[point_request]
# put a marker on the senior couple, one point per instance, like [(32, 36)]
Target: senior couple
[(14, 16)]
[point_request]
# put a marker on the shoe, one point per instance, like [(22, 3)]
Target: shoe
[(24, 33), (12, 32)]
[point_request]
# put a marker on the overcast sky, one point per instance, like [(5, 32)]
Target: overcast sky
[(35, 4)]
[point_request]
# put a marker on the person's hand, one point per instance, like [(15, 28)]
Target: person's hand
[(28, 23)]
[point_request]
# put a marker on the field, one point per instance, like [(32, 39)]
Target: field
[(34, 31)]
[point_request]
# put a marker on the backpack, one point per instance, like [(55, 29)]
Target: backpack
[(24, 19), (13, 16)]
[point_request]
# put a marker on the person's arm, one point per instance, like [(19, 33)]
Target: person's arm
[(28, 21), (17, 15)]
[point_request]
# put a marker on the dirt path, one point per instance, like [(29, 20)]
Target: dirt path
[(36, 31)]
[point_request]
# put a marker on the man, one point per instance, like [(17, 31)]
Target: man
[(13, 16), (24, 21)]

## What you will do:
Each entry must be reproduced verbatim.

## Written response:
[point_request]
# put a marker on the senior couple, one point per instance, like [(32, 36)]
Target: senior couple
[(14, 16)]
[point_request]
# put a marker on the shoe, one point per instance, like [(22, 3)]
Target: shoe
[(24, 33), (12, 32)]
[point_request]
# put a marker on the overcast sky, one point per instance, like [(5, 32)]
Target: overcast sky
[(35, 4)]
[point_request]
# put a marker on the person's hand, one point per instance, like [(15, 28)]
Target: person's hand
[(28, 23)]
[point_request]
# put a marker on the field, one point per instance, like [(32, 39)]
Target: field
[(34, 31)]
[point_request]
# put a marker on the backpack, one point per instance, like [(55, 29)]
Target: backpack
[(24, 19), (13, 16)]
[point_request]
# put a marker on the person's arm, one point per instance, like [(19, 33)]
Target: person's arm
[(28, 21), (17, 15)]
[point_request]
# put a marker on the dirt path, one point per instance, like [(29, 20)]
Target: dirt path
[(36, 31)]
[point_request]
# put a marker on the man, one point per instance, like [(17, 31)]
Target: man
[(13, 16), (24, 21)]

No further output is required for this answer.